- _Written task_: Render every line of the records below as a Markdown table with the columns Row and Line, skipping blank lines and leaving out the pictures.

=======

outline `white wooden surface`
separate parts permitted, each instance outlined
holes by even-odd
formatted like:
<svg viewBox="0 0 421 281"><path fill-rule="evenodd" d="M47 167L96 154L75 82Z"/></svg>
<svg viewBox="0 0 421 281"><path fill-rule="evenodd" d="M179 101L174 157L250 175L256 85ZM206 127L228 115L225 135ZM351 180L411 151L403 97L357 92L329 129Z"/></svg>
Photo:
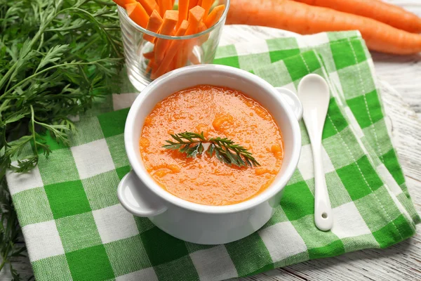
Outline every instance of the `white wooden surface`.
<svg viewBox="0 0 421 281"><path fill-rule="evenodd" d="M386 0L421 16L421 0ZM242 35L243 34L243 35ZM243 34L246 34L246 37ZM250 40L285 34L256 27L227 27L222 40ZM421 55L394 56L373 53L381 81L382 100L393 142L415 208L421 214ZM32 275L27 258L15 260L22 280ZM8 268L0 280L11 280ZM387 249L370 249L334 258L309 261L242 281L421 280L421 227L417 235Z"/></svg>

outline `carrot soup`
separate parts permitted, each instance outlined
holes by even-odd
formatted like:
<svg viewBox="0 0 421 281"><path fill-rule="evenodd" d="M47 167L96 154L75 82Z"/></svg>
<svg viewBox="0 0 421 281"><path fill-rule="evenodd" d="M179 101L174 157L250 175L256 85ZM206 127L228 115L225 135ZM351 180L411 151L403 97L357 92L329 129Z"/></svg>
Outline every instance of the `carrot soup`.
<svg viewBox="0 0 421 281"><path fill-rule="evenodd" d="M238 91L209 85L159 103L139 145L146 169L162 188L206 205L239 203L262 192L283 157L281 130L267 110Z"/></svg>

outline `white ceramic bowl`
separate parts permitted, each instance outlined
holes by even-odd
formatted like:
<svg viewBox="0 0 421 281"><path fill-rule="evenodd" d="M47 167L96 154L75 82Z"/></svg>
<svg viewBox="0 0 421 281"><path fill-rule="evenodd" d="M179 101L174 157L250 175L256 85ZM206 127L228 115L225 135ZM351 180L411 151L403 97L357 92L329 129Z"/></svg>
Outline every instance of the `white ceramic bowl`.
<svg viewBox="0 0 421 281"><path fill-rule="evenodd" d="M226 86L259 102L272 115L283 137L282 167L273 183L249 200L227 206L208 206L180 199L161 188L146 171L139 149L145 117L154 107L176 91L201 84ZM223 244L260 228L279 205L283 187L294 172L301 150L298 121L302 108L290 91L274 88L246 71L215 65L180 68L146 87L133 103L124 130L126 150L133 168L120 182L120 202L133 214L148 217L167 233L198 244Z"/></svg>

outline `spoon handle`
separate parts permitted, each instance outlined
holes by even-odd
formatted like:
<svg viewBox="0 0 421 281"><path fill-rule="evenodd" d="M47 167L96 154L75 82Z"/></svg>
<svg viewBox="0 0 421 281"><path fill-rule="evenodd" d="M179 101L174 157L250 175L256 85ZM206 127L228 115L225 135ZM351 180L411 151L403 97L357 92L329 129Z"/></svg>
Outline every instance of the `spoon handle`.
<svg viewBox="0 0 421 281"><path fill-rule="evenodd" d="M321 140L312 141L312 149L314 160L314 221L317 228L327 231L333 226L333 216L323 170Z"/></svg>

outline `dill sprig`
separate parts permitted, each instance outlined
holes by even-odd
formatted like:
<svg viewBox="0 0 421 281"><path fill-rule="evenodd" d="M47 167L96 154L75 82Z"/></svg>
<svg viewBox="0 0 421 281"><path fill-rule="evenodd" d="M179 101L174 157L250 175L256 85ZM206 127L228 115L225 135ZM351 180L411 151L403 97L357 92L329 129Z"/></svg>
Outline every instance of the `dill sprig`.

=======

- _Exercise output_:
| Row | Line |
|---|---|
| 1 | outline `white wooden surface` |
| 2 | separate parts permitted, each instance outlined |
| 3 | holes by even-odd |
| 4 | formatted like: |
| 5 | <svg viewBox="0 0 421 281"><path fill-rule="evenodd" d="M47 167L96 154L75 82Z"/></svg> |
| 6 | <svg viewBox="0 0 421 281"><path fill-rule="evenodd" d="M179 101L174 157L250 175L256 85ZM206 127L228 115L225 135ZM351 180L411 151L403 97L357 92L329 129Z"/></svg> |
| 7 | Photo: |
| 8 | Outline every instance of the `white wooden surface`. |
| 9 | <svg viewBox="0 0 421 281"><path fill-rule="evenodd" d="M386 0L421 16L421 0ZM242 35L243 34L243 35ZM243 34L246 34L246 37ZM250 40L285 34L256 27L227 27L222 40ZM421 55L394 56L373 53L381 81L382 100L393 142L415 208L421 214ZM32 275L27 258L15 260L22 280ZM8 268L0 280L11 280ZM387 249L370 249L334 258L309 261L242 281L421 280L421 227L417 235Z"/></svg> |
| 10 | outline `carrot soup` |
| 11 | separate parts permitted, each instance outlined |
| 12 | holes by even-odd |
| 13 | formatted like: |
| 14 | <svg viewBox="0 0 421 281"><path fill-rule="evenodd" d="M47 167L96 154L75 82Z"/></svg> |
| 15 | <svg viewBox="0 0 421 281"><path fill-rule="evenodd" d="M179 101L174 157L250 175L256 85ZM206 127L228 115L225 135ZM351 180L411 151L403 97L357 92L329 129Z"/></svg> |
| 16 | Outline every instance of the `carrot soup`. |
| 17 | <svg viewBox="0 0 421 281"><path fill-rule="evenodd" d="M238 91L209 85L159 103L139 145L146 169L162 188L206 205L239 203L262 192L283 157L281 130L267 110Z"/></svg> |
| 18 | outline `white ceramic bowl` |
| 19 | separate parts permitted, each instance outlined |
| 20 | holes by even-odd |
| 21 | formatted like: |
| 22 | <svg viewBox="0 0 421 281"><path fill-rule="evenodd" d="M47 167L96 154L75 82Z"/></svg> |
| 23 | <svg viewBox="0 0 421 281"><path fill-rule="evenodd" d="M179 101L174 157L250 175L256 85ZM206 127L228 115L225 135ZM351 180L411 151L403 97L357 92L329 129Z"/></svg> |
| 24 | Outline every instance of the `white ceramic bowl`. |
| 25 | <svg viewBox="0 0 421 281"><path fill-rule="evenodd" d="M226 86L259 102L272 115L283 137L282 167L273 183L249 200L227 206L208 206L180 199L161 188L146 171L139 149L145 117L154 107L176 91L201 84ZM223 244L260 228L279 205L283 187L294 172L301 150L298 121L302 108L290 91L274 88L246 71L215 65L180 68L146 87L133 103L124 130L126 150L133 168L120 182L120 202L133 214L148 217L167 233L198 244Z"/></svg> |
| 26 | outline `spoon handle` |
| 27 | separate parts permitted, each instance outlined |
| 28 | holes by even-odd |
| 29 | formatted like: |
| 30 | <svg viewBox="0 0 421 281"><path fill-rule="evenodd" d="M47 167L96 154L75 82Z"/></svg> |
| 31 | <svg viewBox="0 0 421 281"><path fill-rule="evenodd" d="M179 101L174 157L250 175L256 85ZM206 127L228 115L225 135ZM351 180L411 151L403 97L357 92L329 129Z"/></svg> |
| 32 | Outline every instance of the `spoon handle`. |
| 33 | <svg viewBox="0 0 421 281"><path fill-rule="evenodd" d="M321 140L312 141L312 149L314 160L314 221L317 228L327 231L333 226L333 216L323 170Z"/></svg> |
| 34 | outline `dill sprig` |
| 35 | separate parts permitted, each instance outlined |
| 36 | holes by even-odd |
| 37 | formatted like: |
| 38 | <svg viewBox="0 0 421 281"><path fill-rule="evenodd" d="M47 167L96 154L75 82Z"/></svg> |
| 39 | <svg viewBox="0 0 421 281"><path fill-rule="evenodd" d="M179 101L174 157L250 175L256 85ZM206 127L228 115L225 135ZM351 180L411 151L403 97L357 92L329 129Z"/></svg> |
| 40 | Outline every instance of the `dill sprig`. |